• **Source passage**:

Grenuord #2
Review
Credits
- Words: Francesca Ghermandi
- Art: Francesca Ghermandi
- Inks: Francesca Ghermandi
- Colors: N/A
- Story Title: N/A
- Publisher: Fantagraphics
- Price: $4.95
- Release Date: Mar 8, 2006
Posted by Dave Baxter on Mar 11, 2006
Tags: fantagraphics, ghermandi, grenuord
Italian superstar Francesca Ghermandi brings her latest work to American shores, and it comes bearing gifts that no other comic book currently offers.

Grenuord is a stark, bleak story, overflowing with Kafka-inspired paranoia and Lovecraftian isolation. It’s terrible yet whimsical, mirroring the dystopian hijinks of Brazil with the black cartoon humor of Who Framed Roger Rabbit. The plot is deceptively simple: George Henderson (a beaten, exhausted individual with a skull-shaped head and sunken eyes), absconds from his old life of over-dominating women, purposeless jobs, and narcissistic psycho-analysts, to travel to a new city – Grenuord – and begin anew. Once there, however, he is immediately targeted as an outcast, and is watched by his neighbors, distrusted by his employers, and soon receives a visit from a man come to "check the meter" who then finds an illicit substance within George’s home. George suspects this mysterious meter man may be an agent of DOXA, the despotic agency that controls all within Grenuord, and the notion quickly leads George down the path of mistrust and obsession. He can’t seem to garner acclaim at work; he can’t act properly around his neighbors; and worst of all he continues to gain the attention of the worst sorts: DOXA agents and street-kid gadabouts, all whose very presence in George’s life allows for him to be further pinpointed by those wishing to believe him despicable. All George wants is to live harmoniously with others; what’s a maltreated, misunderstood man to do?

• **Written request A**: Please switch "pavement" to "asphalt" in the records from the line holding "Detect shadow on" through the end of the records, inclusive, and give back those lines with nothing else changed.
The Grenuord review and the records have no connection to each other.

• **Detection examples**:
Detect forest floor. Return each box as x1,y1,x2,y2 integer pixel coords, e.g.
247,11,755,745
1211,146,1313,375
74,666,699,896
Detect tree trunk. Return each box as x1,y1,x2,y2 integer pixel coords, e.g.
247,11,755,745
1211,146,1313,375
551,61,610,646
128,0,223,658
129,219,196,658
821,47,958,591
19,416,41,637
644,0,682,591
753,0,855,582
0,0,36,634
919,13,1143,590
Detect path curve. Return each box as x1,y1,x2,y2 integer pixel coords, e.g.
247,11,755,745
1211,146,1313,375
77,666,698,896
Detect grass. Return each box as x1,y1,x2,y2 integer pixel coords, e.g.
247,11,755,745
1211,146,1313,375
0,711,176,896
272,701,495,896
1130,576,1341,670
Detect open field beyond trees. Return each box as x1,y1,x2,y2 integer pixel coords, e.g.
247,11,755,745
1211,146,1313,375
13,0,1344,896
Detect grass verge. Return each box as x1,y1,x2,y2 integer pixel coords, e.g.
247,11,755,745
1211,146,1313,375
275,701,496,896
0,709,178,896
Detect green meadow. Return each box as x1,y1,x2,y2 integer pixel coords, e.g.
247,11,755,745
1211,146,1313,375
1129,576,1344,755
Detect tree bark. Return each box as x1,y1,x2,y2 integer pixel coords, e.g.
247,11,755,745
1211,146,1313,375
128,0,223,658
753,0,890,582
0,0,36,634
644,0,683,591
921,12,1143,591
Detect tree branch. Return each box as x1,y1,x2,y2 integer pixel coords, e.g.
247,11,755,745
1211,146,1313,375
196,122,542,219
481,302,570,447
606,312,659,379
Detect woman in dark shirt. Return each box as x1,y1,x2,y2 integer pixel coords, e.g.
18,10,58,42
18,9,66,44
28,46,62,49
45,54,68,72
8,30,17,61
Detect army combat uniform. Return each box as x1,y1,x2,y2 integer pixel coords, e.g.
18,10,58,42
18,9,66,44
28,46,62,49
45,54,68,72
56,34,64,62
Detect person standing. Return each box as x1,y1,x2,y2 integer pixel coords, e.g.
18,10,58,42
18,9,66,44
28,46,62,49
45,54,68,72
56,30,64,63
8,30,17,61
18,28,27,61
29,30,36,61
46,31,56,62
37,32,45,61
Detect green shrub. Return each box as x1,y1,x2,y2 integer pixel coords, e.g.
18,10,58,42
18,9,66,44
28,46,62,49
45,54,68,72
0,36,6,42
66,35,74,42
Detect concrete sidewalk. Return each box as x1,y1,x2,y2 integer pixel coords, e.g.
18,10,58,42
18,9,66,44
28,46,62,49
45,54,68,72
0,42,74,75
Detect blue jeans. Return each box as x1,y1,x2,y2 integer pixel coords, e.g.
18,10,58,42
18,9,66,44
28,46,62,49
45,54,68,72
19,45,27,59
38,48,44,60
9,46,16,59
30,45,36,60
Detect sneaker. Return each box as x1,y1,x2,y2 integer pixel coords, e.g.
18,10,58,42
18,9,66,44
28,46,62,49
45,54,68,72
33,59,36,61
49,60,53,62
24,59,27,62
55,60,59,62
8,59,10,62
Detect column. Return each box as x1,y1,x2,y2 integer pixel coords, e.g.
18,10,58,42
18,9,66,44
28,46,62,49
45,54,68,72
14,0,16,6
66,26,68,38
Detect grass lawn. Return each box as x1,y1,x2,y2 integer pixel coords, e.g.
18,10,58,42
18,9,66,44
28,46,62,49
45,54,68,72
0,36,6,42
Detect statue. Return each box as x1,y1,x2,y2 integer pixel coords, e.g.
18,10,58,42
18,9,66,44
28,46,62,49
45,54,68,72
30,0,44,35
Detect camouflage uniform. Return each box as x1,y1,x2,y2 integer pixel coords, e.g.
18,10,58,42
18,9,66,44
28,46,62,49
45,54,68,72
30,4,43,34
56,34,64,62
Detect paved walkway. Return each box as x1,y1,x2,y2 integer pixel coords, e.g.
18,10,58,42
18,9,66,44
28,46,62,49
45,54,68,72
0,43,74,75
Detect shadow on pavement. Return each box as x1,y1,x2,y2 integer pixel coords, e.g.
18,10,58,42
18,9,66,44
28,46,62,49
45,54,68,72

• **Written request B**: Write out the Grenuord review word for word between "Grenuord #2" and "book currently offers.", inclusive.

• **Written answer A**:
Detect shadow on asphalt. Return each box as x1,y1,x2,y2 integer pixel coords, e.g.
18,10,58,42
18,9,66,44
28,46,62,49
45,54,68,72

• **Written answer B**:
Grenuord #2
Review
Credits
- Words: Francesca Ghermandi
- Art: Francesca Ghermandi
- Inks: Francesca Ghermandi
- Colors: N/A
- Story Title: N/A
- Publisher: Fantagraphics
- Price: $4.95
- Release Date: Mar 8, 2006
Posted by Dave Baxter on Mar 11, 2006
Tags: fantagraphics, ghermandi, grenuord
Italian superstar Francesca Ghermandi brings her latest work to American shores, and it comes bearing gifts that no other comic book currently offers.